[Start Records provided]

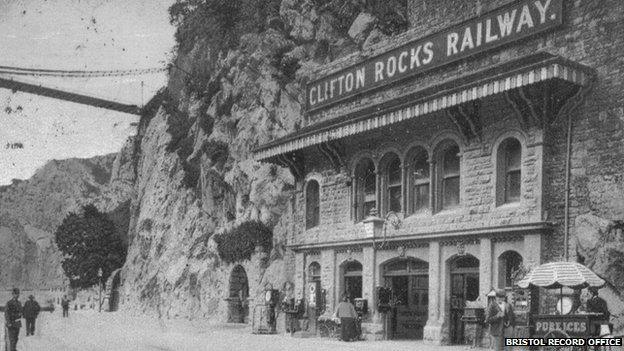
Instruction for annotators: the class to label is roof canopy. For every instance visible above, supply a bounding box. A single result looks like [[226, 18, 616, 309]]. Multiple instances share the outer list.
[[254, 53, 594, 169], [518, 261, 605, 289]]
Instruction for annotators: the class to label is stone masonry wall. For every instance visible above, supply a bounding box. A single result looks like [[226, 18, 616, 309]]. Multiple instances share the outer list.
[[298, 0, 624, 270], [295, 92, 542, 248]]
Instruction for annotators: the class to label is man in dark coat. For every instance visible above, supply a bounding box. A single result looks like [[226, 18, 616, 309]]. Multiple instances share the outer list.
[[23, 295, 41, 336], [4, 288, 22, 351], [485, 289, 516, 351], [587, 288, 611, 320]]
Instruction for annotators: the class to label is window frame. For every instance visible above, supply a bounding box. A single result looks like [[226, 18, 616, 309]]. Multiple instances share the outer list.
[[405, 146, 432, 215], [434, 139, 462, 212], [380, 151, 404, 215], [305, 179, 321, 230], [353, 157, 378, 222], [495, 136, 524, 206]]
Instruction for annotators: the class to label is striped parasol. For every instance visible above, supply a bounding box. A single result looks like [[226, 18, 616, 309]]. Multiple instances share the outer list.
[[518, 261, 605, 289]]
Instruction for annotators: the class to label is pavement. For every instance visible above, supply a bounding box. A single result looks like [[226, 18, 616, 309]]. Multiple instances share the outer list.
[[2, 310, 484, 351]]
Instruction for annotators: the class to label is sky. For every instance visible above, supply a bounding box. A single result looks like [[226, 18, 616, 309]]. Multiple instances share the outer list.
[[0, 0, 175, 185]]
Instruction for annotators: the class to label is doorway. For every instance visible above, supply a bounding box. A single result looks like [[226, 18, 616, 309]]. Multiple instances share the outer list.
[[343, 261, 362, 303], [450, 255, 479, 344], [383, 258, 429, 339], [226, 265, 249, 323]]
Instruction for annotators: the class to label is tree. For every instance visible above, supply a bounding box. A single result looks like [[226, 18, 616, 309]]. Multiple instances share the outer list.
[[54, 205, 126, 288]]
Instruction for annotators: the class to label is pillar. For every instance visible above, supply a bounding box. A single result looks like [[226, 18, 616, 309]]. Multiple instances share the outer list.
[[424, 241, 445, 345], [479, 237, 494, 303]]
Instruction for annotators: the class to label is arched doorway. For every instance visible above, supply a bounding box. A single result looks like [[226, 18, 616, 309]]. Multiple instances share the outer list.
[[226, 265, 249, 323], [449, 255, 479, 344], [382, 258, 429, 339], [498, 250, 522, 288], [108, 269, 121, 312], [342, 261, 362, 302]]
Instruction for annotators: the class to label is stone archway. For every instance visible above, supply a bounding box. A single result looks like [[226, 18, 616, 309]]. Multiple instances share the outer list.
[[380, 257, 429, 339], [449, 255, 480, 344], [226, 265, 249, 323]]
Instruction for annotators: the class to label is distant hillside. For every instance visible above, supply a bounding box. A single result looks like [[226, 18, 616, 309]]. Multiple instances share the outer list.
[[0, 138, 133, 289]]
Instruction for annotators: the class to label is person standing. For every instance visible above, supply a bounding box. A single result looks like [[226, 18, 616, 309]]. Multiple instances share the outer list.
[[23, 295, 41, 336], [61, 295, 69, 317], [485, 289, 516, 351], [587, 288, 611, 320], [587, 287, 612, 337], [4, 288, 22, 351], [334, 294, 358, 341]]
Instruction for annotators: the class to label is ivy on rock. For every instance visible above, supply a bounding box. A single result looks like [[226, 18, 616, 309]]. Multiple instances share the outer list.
[[215, 221, 273, 263]]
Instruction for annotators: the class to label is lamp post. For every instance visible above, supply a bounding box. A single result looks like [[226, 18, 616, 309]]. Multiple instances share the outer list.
[[98, 267, 103, 312]]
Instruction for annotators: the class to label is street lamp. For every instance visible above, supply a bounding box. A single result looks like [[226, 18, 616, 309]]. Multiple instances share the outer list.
[[98, 267, 103, 312]]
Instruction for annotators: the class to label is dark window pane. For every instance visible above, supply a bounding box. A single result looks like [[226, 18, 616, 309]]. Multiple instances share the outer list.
[[306, 180, 319, 228], [355, 159, 377, 221], [420, 291, 429, 306], [392, 276, 409, 306], [505, 139, 522, 169], [444, 145, 459, 177], [362, 201, 375, 219], [414, 154, 429, 181], [505, 170, 520, 202], [442, 177, 459, 208], [388, 158, 401, 185], [414, 183, 429, 212], [466, 275, 479, 301], [388, 186, 401, 212]]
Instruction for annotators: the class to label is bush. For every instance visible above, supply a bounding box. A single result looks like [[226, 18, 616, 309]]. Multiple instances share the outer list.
[[202, 140, 229, 164], [215, 221, 273, 263], [54, 205, 126, 288]]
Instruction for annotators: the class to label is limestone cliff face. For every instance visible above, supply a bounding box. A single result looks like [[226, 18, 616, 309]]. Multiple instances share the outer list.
[[114, 0, 388, 321], [0, 139, 133, 289]]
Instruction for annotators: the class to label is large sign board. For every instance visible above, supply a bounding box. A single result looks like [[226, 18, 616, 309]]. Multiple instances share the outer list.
[[306, 0, 563, 111]]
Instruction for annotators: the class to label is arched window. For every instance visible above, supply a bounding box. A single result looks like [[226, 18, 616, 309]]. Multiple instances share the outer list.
[[354, 158, 377, 221], [407, 148, 431, 213], [308, 262, 321, 282], [436, 142, 460, 210], [306, 180, 320, 229], [342, 261, 362, 299], [496, 138, 522, 205], [498, 251, 522, 288], [380, 153, 403, 213]]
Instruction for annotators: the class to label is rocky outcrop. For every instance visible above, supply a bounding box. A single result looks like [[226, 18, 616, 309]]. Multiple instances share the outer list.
[[0, 140, 134, 288]]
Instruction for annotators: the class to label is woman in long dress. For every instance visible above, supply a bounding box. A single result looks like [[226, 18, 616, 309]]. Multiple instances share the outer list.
[[334, 294, 358, 341]]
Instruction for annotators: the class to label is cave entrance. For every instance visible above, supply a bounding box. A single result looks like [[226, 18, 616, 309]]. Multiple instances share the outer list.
[[226, 265, 249, 323]]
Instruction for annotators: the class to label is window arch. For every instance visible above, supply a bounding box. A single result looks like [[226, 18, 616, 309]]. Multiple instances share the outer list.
[[306, 180, 320, 229], [380, 152, 403, 213], [354, 158, 377, 221], [308, 261, 321, 282], [436, 141, 460, 211], [496, 138, 522, 205], [498, 251, 522, 288], [407, 147, 431, 213]]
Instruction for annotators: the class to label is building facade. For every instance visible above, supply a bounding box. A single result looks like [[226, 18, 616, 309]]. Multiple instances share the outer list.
[[255, 0, 624, 343]]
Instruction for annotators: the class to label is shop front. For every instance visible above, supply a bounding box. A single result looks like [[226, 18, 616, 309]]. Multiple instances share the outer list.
[[255, 0, 594, 344]]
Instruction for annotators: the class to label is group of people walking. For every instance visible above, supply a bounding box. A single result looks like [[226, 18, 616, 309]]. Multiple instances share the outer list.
[[4, 288, 41, 351], [4, 288, 69, 351]]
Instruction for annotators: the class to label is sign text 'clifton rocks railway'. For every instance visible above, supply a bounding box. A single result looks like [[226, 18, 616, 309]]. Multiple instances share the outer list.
[[306, 0, 563, 110]]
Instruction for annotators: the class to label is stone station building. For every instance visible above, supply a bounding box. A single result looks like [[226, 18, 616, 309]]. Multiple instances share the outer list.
[[255, 0, 624, 344]]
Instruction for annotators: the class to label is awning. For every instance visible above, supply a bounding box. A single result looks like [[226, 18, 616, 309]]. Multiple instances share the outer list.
[[254, 53, 593, 160]]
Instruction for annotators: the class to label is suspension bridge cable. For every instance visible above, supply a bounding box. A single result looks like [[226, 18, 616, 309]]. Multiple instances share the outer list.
[[0, 66, 167, 77]]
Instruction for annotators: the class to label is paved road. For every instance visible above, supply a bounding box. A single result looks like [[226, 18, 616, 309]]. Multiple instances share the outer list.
[[1, 311, 478, 351]]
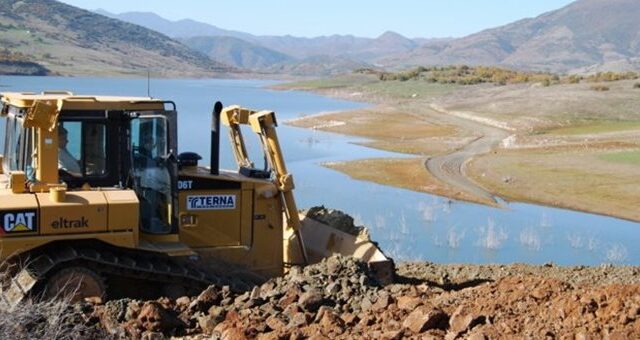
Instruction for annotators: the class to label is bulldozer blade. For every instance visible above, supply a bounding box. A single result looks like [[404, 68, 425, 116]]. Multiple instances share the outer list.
[[284, 214, 395, 284]]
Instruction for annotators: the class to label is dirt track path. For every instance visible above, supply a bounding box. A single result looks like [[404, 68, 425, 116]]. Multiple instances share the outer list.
[[425, 105, 509, 203]]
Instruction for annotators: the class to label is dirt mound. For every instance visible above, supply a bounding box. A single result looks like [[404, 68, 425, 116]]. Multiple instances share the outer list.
[[303, 205, 369, 240], [23, 256, 640, 339]]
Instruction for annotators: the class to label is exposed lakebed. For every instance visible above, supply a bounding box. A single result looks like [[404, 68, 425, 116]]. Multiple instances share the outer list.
[[0, 77, 640, 265]]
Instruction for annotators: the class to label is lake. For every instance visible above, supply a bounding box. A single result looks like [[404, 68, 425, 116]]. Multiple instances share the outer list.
[[0, 76, 640, 265]]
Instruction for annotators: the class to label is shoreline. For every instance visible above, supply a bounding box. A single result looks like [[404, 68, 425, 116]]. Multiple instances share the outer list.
[[286, 83, 640, 223]]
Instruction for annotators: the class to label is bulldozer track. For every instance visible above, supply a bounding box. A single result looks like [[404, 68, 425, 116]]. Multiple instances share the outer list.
[[0, 245, 254, 310]]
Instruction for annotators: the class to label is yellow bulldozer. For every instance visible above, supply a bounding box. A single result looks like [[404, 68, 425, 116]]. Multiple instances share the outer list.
[[0, 91, 394, 308]]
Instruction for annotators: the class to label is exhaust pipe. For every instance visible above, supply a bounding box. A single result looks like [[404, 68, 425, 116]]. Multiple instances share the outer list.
[[211, 102, 222, 175]]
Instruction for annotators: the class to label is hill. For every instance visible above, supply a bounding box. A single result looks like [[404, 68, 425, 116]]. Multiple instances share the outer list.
[[384, 0, 640, 72], [0, 0, 231, 76], [180, 36, 295, 69]]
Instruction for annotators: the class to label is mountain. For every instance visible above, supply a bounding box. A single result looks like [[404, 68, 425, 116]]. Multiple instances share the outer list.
[[96, 10, 420, 75], [382, 0, 640, 72], [0, 0, 232, 76], [180, 36, 295, 69], [95, 9, 254, 41], [264, 55, 371, 76]]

[End Records provided]

**Problem details**
Recast everything from the row containing "Instruction for annotators: the class to label is stone station" down to the row containing "[[0, 66, 167, 77]]" as a JSON list of strings, one string per line with blank lines omitted.

**The answer**
[
  "Instruction for annotators: the class to label is stone station building. For every instance visible above, supply a bounding box. A single result looks like [[226, 18, 616, 309]]. Multiple instances share the outer list.",
  "[[255, 0, 624, 344]]",
  "Instruction for annotators: the class to label is awning. For every instance visible above, supply a bounding box. A single result looks like [[226, 18, 616, 309]]. Multiple instances share the outer list.",
  "[[254, 53, 593, 160]]",
  "Instruction for annotators: the class to label is suspension bridge cable. For every instance visible above, supply a bounding box. A single result looks like [[226, 18, 616, 309]]. Multiple instances share the outer list.",
  "[[0, 66, 167, 77]]"
]